**QUESTIONS ON THE MATERIAL**
1: Update the passage about John Doyle, from the words "In 1879, Doyle" through the words "Okey that autumn.", replacing "Common Pleas Court" with "Court of Common Pleas".
2: Decide whether each statement agrees with the passage about John Doyle, and answer yes or no with the deciding words quoted: (a) Doyle served in the 67th Ohio Infantry during the winter of 1862–1863. (b) Doyle was admitted to the bar on his 25th birthday. (c) Governor Foster appointed Doyle to the Supreme Court in February 1883.

**DOCUMENT EXTRACT**
►

John Doyle was born in Perry County, Ohio, and lived in Toledo, Ohio from 1847 until his death. He was educated in the Toledo Public Schools and for a short time at Denison University of Granville. During the winter of 1862–1863, he intended to enter the 67th Ohio Infantry, but was stricken with typhoid fever, and unable to pursue military service. He began study of law with Henry S. Commager, and continued with Edward Bissel. He was admitted to the bar on his 21st birthday, and entered partnership with Bissel.

In 1879, Doyle was elected, as a Republican, judge of the Common Pleas Court for the district of Lucas, Sandusky, Ottawa, Huron and Erie Counties. In 1882, he was nominated for the Ohio Supreme Court by the Republicans, but lost to Democrat John W. Okey that autumn.

In February, 1883, Governor Foster appointed Doyle to fill the vacancy on the Supreme Court caused by the resignation of Nicholas Longworth II. He was nominated again that year, but lost to Democrat Selwyn N. Owen, and resigned his seat in December 1883.

◄

Collected data entries
►

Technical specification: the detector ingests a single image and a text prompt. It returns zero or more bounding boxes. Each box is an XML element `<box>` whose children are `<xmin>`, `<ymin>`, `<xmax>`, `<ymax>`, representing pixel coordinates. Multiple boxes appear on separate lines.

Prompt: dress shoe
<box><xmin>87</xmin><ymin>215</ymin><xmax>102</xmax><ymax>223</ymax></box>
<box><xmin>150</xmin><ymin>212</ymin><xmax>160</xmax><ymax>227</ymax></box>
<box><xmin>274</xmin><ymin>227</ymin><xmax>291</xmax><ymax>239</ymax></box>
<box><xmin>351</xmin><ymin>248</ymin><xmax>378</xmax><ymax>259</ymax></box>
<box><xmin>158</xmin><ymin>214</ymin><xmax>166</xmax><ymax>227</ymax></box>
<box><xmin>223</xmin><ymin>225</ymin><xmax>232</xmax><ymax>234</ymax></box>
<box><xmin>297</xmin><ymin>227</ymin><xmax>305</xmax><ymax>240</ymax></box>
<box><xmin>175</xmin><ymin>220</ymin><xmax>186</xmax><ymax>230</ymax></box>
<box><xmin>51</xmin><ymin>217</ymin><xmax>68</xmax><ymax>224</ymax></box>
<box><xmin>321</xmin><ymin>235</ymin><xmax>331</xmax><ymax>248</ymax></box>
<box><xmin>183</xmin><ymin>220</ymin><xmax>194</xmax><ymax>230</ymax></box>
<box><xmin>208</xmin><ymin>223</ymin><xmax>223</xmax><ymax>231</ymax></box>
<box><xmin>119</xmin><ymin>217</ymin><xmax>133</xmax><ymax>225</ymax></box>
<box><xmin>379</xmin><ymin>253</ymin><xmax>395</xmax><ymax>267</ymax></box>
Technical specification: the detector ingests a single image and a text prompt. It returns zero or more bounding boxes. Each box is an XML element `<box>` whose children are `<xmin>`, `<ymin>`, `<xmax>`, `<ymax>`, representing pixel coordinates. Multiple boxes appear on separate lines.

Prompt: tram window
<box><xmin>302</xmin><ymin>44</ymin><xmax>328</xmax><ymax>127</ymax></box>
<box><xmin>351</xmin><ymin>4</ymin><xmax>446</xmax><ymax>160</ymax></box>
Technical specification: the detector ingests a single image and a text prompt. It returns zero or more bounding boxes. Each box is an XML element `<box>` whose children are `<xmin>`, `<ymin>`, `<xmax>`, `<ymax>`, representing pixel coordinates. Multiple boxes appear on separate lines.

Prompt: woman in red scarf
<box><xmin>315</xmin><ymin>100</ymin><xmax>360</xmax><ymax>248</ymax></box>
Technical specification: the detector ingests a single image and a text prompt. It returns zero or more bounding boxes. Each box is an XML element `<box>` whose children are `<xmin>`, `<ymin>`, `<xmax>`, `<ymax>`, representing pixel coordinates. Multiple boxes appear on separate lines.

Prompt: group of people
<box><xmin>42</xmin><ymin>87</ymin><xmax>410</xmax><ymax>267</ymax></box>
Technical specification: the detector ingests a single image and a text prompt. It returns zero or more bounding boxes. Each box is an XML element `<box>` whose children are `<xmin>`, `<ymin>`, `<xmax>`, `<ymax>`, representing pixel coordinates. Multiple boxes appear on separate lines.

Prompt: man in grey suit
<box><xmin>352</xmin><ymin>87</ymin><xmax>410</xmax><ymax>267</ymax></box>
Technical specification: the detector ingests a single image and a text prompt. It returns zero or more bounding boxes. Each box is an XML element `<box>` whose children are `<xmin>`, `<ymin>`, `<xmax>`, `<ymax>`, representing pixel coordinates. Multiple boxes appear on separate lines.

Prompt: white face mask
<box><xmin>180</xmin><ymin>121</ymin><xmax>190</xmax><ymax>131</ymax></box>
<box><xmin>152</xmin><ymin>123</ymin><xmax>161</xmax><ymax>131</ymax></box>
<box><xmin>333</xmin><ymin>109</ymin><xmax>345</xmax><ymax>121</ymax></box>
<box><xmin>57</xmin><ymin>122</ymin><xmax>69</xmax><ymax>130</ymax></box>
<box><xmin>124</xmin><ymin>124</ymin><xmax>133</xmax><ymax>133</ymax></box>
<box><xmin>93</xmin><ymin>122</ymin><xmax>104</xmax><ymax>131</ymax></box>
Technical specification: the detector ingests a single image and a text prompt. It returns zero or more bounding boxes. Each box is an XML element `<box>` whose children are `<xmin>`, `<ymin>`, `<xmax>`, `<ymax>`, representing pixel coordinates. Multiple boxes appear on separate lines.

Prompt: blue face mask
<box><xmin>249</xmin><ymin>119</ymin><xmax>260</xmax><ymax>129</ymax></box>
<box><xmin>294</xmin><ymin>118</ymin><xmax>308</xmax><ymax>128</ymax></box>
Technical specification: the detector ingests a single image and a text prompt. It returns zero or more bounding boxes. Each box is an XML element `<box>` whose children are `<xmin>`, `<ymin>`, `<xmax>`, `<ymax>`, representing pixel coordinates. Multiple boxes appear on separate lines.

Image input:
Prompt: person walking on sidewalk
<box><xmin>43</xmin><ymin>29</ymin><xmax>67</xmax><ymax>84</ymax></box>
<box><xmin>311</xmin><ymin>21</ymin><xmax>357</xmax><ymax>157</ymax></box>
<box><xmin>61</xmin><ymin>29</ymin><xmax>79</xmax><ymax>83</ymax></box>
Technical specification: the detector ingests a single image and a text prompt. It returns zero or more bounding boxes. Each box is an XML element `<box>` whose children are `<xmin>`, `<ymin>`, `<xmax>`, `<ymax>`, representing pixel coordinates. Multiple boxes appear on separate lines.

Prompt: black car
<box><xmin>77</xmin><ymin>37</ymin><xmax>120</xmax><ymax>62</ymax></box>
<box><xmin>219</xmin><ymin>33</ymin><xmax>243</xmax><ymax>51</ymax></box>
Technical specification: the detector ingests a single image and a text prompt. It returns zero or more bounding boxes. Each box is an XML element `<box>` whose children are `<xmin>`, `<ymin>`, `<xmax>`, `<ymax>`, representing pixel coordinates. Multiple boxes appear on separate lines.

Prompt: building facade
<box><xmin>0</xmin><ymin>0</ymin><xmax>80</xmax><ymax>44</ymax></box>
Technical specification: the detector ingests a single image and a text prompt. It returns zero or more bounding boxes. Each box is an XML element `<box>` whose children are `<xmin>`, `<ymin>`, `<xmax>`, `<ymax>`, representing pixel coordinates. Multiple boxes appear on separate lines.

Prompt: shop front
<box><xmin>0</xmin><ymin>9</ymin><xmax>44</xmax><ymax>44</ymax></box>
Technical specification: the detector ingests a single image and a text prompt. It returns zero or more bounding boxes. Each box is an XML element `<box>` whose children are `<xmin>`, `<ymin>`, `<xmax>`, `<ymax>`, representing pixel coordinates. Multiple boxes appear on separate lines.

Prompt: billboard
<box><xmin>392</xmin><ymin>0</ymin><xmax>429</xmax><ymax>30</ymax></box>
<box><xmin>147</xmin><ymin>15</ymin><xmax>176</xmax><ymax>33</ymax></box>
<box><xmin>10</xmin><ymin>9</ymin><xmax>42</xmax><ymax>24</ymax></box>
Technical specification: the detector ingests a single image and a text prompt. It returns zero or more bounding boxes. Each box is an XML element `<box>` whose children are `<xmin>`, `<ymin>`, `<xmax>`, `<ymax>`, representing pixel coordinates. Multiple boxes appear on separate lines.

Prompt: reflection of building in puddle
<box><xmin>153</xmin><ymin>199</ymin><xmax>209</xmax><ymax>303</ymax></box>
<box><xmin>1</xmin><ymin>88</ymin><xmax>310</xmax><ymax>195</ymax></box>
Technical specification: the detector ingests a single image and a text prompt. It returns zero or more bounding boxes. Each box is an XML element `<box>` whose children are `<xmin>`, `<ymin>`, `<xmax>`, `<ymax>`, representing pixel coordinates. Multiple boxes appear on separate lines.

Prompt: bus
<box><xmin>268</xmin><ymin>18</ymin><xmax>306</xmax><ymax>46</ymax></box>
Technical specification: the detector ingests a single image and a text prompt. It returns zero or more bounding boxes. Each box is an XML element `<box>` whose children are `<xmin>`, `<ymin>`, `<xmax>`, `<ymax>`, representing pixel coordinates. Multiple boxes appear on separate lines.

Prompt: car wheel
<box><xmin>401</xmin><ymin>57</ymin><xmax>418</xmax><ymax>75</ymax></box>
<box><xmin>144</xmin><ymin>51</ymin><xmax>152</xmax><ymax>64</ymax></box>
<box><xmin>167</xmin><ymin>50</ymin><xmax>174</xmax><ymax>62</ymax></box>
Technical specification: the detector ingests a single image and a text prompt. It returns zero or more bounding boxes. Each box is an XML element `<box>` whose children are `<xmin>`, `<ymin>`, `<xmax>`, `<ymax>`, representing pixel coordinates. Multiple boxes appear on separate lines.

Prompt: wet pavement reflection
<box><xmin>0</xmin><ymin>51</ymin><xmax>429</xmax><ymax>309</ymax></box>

◄

**ANSWERS FOR THE TASKS**
1:
In 1879, Doyle was elected, as a Republican, judge of the Court of Common Pleas for the district of Lucas, Sandusky, Ottawa, Huron and Erie Counties. In 1882, he was nominated for the Ohio Supreme Court by the Republicans, but lost to Democrat John W. Okey that autumn.

2:
(a) No: "was stricken with typhoid fever, and unable to pursue military service."
(b) No: "He was admitted to the bar on his 21st birthday"
(c) Yes: "In February, 1883, Governor Foster appointed Doyle to fill the vacancy on the Supreme Court"